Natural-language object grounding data
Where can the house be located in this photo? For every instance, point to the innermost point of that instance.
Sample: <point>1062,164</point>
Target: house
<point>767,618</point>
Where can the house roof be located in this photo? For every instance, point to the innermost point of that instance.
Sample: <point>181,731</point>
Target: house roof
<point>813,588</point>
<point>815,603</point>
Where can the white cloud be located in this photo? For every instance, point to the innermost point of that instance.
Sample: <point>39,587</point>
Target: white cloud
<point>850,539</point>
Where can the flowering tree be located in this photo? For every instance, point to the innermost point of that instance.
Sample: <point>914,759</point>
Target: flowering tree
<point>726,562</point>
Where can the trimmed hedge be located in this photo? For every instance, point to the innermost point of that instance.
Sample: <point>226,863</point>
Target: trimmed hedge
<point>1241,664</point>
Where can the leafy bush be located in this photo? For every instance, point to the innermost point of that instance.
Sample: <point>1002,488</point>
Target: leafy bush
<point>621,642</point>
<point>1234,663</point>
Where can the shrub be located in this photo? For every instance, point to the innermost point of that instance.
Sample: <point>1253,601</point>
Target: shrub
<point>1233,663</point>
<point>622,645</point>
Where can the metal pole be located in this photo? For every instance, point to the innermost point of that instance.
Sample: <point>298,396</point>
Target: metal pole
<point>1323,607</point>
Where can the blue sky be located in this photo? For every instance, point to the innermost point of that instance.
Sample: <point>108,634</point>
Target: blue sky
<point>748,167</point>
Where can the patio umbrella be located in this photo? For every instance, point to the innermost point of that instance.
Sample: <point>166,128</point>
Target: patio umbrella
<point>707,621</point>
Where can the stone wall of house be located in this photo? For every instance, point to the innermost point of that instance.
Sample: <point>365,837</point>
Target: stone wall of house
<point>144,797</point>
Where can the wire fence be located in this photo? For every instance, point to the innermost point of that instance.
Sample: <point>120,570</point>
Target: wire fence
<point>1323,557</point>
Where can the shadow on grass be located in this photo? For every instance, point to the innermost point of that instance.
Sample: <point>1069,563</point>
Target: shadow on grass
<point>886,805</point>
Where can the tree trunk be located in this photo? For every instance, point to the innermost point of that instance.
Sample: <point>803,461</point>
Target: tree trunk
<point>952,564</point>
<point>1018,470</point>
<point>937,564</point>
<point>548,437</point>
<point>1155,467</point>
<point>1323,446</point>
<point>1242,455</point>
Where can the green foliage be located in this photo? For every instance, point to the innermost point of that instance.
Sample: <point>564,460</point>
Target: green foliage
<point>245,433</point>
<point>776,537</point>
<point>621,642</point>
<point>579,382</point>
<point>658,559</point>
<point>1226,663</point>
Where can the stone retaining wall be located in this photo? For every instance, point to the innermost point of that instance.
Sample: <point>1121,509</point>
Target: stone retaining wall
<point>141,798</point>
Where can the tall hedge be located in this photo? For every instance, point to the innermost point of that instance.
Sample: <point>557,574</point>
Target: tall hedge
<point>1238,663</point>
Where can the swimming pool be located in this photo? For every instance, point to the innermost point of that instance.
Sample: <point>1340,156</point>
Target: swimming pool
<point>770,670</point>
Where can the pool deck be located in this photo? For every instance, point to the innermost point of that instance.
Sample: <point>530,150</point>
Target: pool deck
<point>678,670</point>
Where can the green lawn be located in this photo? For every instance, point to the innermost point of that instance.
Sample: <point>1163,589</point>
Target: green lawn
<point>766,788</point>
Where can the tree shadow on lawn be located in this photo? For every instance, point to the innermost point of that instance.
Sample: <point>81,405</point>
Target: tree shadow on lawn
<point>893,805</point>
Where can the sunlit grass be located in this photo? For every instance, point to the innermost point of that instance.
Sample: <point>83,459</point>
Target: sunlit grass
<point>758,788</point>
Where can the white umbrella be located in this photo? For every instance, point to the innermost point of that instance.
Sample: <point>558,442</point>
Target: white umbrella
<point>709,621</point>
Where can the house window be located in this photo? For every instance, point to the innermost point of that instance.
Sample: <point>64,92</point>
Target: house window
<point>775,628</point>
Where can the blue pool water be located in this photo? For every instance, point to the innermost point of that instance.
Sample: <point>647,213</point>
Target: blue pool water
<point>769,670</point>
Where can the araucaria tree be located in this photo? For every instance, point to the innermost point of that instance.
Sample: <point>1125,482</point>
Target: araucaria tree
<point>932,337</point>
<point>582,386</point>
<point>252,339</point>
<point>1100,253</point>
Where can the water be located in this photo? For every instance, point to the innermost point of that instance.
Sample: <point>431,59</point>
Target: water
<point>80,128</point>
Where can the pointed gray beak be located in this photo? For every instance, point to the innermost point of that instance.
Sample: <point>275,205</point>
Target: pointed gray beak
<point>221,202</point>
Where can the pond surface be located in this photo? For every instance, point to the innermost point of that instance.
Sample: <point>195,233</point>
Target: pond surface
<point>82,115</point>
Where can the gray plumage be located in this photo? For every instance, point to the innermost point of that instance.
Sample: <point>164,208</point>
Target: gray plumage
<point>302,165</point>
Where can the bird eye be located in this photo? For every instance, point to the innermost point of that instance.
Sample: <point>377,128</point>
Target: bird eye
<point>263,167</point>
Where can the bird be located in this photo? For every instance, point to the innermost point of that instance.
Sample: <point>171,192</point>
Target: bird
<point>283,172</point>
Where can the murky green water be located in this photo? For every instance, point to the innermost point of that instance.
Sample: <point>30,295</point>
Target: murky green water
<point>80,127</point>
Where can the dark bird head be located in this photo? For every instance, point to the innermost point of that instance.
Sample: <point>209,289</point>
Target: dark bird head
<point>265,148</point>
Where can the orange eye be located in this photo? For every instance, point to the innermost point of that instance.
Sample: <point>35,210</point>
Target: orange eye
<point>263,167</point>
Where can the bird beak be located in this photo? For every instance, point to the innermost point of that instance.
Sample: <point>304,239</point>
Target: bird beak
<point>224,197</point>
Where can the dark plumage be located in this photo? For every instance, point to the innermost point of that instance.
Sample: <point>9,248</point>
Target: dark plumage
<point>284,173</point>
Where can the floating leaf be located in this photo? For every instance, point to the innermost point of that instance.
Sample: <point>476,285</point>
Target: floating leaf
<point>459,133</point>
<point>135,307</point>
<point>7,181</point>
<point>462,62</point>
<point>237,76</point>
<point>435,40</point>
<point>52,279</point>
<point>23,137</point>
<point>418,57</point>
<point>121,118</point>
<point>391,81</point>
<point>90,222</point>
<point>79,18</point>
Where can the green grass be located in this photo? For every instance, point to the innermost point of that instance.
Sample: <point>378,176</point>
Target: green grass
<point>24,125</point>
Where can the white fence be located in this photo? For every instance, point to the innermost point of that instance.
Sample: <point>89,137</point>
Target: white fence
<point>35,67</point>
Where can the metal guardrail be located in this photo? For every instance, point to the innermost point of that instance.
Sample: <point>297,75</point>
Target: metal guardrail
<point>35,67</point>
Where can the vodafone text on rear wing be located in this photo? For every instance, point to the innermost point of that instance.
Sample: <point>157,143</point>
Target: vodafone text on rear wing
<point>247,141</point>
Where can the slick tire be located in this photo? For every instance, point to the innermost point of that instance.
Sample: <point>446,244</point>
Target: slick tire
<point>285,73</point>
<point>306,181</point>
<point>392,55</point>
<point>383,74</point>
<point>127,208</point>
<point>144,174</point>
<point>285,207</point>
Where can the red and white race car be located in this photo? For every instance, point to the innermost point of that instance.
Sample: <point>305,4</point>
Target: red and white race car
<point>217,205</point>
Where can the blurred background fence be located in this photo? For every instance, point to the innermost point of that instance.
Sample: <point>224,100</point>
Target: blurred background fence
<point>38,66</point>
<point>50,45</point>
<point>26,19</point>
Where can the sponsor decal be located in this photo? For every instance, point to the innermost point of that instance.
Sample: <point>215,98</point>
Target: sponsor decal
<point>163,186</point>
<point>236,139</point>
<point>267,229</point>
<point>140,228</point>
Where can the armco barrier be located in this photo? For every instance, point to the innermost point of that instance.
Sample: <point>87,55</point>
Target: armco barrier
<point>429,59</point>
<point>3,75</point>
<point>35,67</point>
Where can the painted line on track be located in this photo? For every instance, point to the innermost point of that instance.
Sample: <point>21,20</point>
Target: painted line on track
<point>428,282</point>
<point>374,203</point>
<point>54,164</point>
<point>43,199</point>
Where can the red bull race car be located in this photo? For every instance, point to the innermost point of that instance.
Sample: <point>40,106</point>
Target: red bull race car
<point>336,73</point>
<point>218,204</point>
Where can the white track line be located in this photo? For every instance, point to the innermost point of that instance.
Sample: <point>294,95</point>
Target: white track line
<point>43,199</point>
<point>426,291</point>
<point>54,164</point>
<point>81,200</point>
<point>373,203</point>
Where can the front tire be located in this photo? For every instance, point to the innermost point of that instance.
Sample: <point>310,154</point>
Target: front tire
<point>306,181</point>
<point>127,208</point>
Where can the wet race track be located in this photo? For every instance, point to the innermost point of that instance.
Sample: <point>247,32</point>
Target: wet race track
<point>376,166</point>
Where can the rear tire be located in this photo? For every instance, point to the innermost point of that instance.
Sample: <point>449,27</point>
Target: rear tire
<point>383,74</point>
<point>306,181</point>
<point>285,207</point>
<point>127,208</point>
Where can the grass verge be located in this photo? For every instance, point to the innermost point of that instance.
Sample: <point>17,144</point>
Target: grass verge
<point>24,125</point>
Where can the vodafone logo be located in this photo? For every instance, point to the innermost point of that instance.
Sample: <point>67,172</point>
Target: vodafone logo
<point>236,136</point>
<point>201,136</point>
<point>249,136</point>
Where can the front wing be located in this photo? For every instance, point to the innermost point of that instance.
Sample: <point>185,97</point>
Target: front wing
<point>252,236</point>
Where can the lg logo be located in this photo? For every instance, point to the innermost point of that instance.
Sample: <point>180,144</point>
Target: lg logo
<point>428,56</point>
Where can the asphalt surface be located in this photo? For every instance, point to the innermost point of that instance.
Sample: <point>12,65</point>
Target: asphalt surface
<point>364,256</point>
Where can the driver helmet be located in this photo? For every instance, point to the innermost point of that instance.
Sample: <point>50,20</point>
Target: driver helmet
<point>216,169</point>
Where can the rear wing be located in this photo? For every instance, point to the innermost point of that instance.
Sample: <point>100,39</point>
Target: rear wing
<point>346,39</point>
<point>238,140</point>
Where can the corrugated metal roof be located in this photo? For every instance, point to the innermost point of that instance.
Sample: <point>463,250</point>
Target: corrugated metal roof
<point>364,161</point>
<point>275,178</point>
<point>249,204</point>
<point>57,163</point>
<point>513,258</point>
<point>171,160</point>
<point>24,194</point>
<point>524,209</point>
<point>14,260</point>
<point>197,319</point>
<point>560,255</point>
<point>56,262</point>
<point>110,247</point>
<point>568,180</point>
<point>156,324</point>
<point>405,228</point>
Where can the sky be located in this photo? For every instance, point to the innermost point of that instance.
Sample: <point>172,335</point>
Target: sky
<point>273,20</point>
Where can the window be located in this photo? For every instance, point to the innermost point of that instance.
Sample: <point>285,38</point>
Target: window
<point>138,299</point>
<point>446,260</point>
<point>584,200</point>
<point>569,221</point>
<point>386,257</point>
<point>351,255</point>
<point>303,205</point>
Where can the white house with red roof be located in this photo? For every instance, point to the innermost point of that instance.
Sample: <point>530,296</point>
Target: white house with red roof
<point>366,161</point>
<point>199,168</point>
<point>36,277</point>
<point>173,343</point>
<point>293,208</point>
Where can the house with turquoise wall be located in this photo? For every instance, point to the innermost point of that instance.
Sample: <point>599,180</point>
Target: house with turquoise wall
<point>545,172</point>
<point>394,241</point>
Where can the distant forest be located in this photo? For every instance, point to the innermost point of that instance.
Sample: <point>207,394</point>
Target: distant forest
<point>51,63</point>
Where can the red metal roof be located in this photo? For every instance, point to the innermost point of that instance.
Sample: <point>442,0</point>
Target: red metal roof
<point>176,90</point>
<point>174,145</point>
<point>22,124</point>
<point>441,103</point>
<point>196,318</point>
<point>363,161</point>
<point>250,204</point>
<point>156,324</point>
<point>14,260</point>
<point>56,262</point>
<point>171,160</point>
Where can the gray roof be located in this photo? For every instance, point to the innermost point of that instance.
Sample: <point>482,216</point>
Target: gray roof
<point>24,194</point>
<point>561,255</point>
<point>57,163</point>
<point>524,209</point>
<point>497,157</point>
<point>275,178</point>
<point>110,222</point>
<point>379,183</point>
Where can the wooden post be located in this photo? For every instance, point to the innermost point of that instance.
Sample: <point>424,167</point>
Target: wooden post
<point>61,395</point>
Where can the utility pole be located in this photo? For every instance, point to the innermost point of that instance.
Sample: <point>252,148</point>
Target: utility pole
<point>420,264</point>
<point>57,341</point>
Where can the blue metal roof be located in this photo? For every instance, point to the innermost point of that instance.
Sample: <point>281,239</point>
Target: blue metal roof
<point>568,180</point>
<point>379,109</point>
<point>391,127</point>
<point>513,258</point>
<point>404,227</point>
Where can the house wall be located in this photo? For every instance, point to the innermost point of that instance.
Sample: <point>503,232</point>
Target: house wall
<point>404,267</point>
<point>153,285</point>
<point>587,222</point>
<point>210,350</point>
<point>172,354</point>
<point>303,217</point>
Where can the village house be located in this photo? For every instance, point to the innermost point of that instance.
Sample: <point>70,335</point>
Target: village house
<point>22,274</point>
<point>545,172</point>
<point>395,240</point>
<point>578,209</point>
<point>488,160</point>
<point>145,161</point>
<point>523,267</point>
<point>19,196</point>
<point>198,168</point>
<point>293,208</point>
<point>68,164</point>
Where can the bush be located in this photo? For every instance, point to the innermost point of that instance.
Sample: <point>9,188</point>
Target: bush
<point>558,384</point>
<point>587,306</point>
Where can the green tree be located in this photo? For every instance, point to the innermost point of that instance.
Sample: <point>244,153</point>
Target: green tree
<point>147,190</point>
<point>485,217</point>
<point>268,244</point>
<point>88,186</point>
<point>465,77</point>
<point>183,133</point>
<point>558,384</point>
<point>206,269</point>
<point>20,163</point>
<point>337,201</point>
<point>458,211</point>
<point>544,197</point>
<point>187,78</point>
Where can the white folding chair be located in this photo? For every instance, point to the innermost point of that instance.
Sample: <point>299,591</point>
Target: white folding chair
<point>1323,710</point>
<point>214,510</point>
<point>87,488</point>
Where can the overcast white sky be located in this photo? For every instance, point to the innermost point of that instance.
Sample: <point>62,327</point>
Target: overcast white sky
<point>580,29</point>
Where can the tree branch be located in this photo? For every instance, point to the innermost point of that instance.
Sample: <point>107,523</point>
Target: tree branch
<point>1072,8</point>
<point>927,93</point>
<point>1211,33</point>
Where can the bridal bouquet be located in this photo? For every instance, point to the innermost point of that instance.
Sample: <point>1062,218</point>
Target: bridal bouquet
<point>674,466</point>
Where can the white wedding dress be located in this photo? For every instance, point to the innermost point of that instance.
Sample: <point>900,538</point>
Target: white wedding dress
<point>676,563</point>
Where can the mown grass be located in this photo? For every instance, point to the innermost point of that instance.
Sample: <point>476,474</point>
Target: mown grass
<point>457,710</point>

§ **Assignment**
Repeat only what runs from the line holding "Sample: <point>9,188</point>" to the end of the data, keeping every line exactly as written, first and last included.

§ **Reply to the task**
Sample: <point>9,188</point>
Target: bush
<point>558,384</point>
<point>587,306</point>
Where can the green tree be located in this photo? For every instance, point to the innermost point of that instance.
Sample: <point>244,153</point>
Target: green tree
<point>147,190</point>
<point>485,217</point>
<point>268,244</point>
<point>88,186</point>
<point>465,77</point>
<point>183,133</point>
<point>558,384</point>
<point>206,269</point>
<point>20,163</point>
<point>337,201</point>
<point>458,211</point>
<point>544,197</point>
<point>187,78</point>
Where can the white folding chair be located in this photo? For every instance, point to the innermost point of that instance.
Sample: <point>299,591</point>
Target: white folding chair
<point>1323,710</point>
<point>214,510</point>
<point>87,488</point>
Where can the overcast white sky be located in this photo? For every instance, point to the innermost point of that instance.
Sample: <point>62,327</point>
Target: overcast white sky
<point>580,29</point>
Where can the tree branch be located in this photo? For every instance, point to the innermost point of that instance.
Sample: <point>107,523</point>
Target: tree branch
<point>1072,8</point>
<point>927,93</point>
<point>1211,33</point>
Where can the bridal bouquet be located in this photo? For every instance, point to the innermost point of that instance.
Sample: <point>1062,218</point>
Target: bridal bouquet
<point>674,466</point>
Where can the white wedding dress be located in this photo? For every instance, point to the innermost point of that instance.
Sample: <point>900,538</point>
Target: white wedding dress
<point>676,563</point>
Where can the mown grass be located in this photo? For every instance, point to the innermost point of that instance.
Sample: <point>476,474</point>
Target: mown grass
<point>457,710</point>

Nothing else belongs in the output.